* [What needs to be done]: Restate every line below word for word, but drop each picture.

----

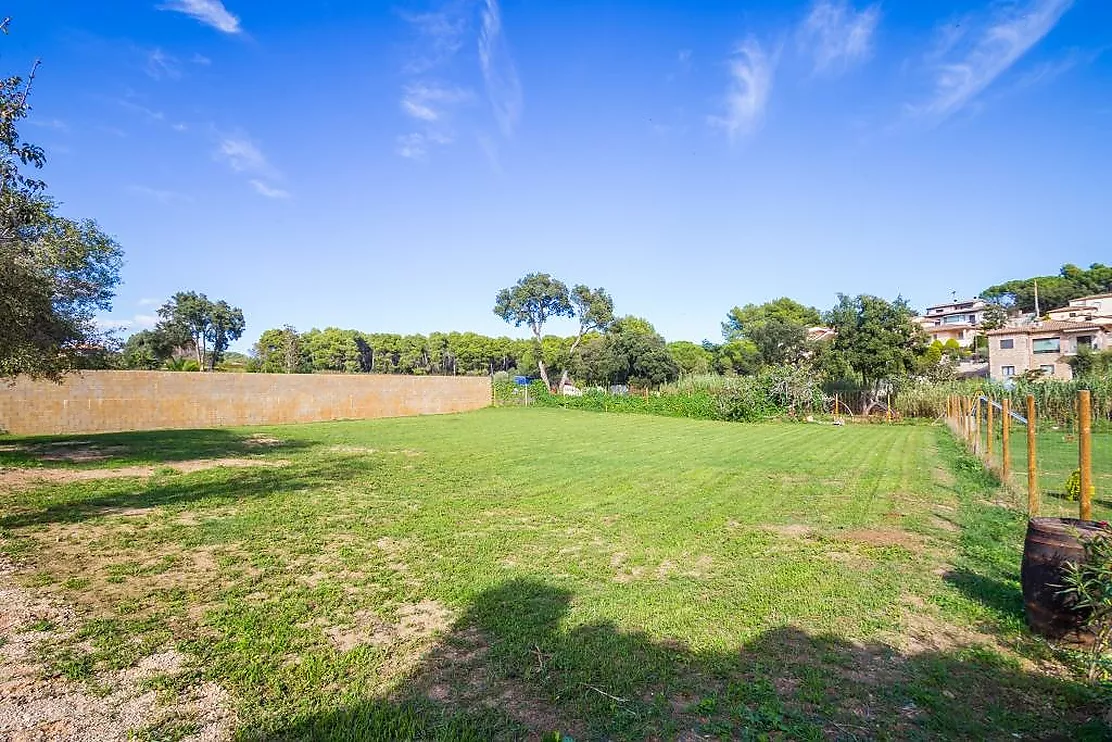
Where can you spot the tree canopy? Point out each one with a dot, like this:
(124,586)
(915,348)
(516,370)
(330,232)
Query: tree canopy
(1054,292)
(55,273)
(534,299)
(777,328)
(876,338)
(191,318)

----

* [Output of the task]:
Where can you spot the tree canopy? Point out each one with a dot, like this:
(124,586)
(915,348)
(516,370)
(330,232)
Query: tree canopy
(1054,292)
(55,273)
(534,299)
(777,328)
(876,338)
(191,318)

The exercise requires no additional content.